> **RECORDS FOR THE TASK**
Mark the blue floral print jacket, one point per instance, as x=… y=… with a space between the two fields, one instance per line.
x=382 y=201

--

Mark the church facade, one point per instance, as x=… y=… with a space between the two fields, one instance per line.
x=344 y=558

==

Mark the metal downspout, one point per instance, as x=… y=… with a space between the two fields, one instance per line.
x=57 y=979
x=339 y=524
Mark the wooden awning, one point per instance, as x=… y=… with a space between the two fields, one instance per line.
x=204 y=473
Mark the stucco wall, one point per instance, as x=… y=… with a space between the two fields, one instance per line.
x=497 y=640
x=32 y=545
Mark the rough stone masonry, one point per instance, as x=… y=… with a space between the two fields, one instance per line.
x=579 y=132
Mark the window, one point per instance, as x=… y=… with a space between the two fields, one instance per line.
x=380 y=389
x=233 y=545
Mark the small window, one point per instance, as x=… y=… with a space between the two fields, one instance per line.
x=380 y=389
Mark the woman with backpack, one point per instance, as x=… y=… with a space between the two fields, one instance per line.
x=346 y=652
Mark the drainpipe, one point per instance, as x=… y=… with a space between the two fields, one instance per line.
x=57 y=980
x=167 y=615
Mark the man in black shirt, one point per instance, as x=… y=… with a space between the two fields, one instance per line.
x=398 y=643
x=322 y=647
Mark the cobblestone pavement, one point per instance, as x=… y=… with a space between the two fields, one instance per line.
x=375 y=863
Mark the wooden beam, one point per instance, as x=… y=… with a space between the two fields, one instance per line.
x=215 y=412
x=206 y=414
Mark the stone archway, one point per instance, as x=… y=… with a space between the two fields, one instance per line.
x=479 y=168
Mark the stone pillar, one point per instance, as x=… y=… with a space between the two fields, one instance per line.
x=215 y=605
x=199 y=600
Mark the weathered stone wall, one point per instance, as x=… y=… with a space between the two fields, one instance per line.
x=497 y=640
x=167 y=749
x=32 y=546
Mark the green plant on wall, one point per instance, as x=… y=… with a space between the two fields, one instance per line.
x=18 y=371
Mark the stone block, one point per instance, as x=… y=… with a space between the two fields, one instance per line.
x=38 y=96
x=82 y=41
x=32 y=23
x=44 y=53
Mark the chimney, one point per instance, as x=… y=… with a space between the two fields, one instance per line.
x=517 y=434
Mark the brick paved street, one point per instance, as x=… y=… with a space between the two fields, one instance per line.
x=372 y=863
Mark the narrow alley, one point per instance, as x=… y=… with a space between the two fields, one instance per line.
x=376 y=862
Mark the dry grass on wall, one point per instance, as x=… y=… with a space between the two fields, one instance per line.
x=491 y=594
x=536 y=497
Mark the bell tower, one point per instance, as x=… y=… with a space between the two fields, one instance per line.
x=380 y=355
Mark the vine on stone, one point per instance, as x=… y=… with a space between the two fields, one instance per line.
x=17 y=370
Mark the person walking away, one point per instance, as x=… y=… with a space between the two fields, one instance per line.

> **WHAT THE TASK ASKS**
Lay out the records as a two-column CSV with the columns instruction and points, one row per record holding its text and its answer, each in one quoted field with line breaks turned into spaces. Begin at the line that has "Mark the blue" and stop after the line that has "x=382 y=201".

> **ANSWER TO THIS PROBLEM**
instruction,points
"Mark the blue floral print jacket, one point per instance, as x=… y=… with a space between the two fields, one instance per line.","x=382 y=201"